Could you format the data, from the line containing "task: segment the man in white shirt" through the end, inclusive, as a JSON list of strings, one per line, omitting blank lines?

-- start Given information --

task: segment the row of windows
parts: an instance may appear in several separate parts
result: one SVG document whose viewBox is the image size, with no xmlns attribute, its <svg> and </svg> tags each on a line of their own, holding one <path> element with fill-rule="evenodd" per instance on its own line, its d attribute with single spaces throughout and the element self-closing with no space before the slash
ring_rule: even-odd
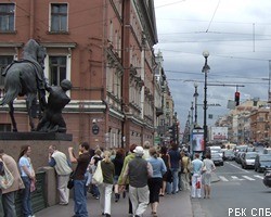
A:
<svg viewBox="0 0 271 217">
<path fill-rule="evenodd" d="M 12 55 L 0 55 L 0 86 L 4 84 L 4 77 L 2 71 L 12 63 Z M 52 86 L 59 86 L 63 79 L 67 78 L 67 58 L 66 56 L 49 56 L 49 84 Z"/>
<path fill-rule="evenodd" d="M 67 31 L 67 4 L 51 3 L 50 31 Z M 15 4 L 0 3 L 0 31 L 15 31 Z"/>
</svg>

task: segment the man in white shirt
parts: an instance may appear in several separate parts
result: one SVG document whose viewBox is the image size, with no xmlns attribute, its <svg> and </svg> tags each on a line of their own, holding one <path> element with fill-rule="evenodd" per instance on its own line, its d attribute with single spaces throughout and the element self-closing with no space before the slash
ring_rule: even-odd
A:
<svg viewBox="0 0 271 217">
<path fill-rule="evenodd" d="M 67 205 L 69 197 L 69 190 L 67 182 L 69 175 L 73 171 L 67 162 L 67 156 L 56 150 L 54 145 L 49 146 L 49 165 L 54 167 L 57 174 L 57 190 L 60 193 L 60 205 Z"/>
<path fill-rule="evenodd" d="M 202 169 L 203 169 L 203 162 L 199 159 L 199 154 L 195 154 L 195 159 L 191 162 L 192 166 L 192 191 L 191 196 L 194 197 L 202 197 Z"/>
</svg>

-- end Given information --

» **Task response**
[
  "task: segment the man in white shirt",
  "parts: an instance may appear in several separate parts",
  "result: one SVG document whose viewBox is the image size, with no xmlns attribute, its <svg> and </svg> tags each on a line of their own, holding one <path> element with fill-rule=\"evenodd\" per instance on its own line, its d attribute with single spaces throughout and the element self-closing with no space before the slash",
  "ring_rule: even-odd",
  "A:",
  "<svg viewBox=\"0 0 271 217\">",
  "<path fill-rule=\"evenodd\" d=\"M 67 205 L 69 197 L 69 190 L 67 182 L 69 175 L 73 171 L 67 162 L 67 156 L 56 150 L 54 145 L 49 146 L 49 165 L 54 167 L 57 174 L 57 190 L 60 193 L 60 205 Z\"/>",
  "<path fill-rule=\"evenodd\" d=\"M 202 169 L 203 169 L 203 162 L 199 159 L 199 154 L 195 154 L 195 159 L 191 162 L 192 166 L 192 191 L 191 196 L 194 197 L 202 197 Z\"/>",
  "</svg>"
]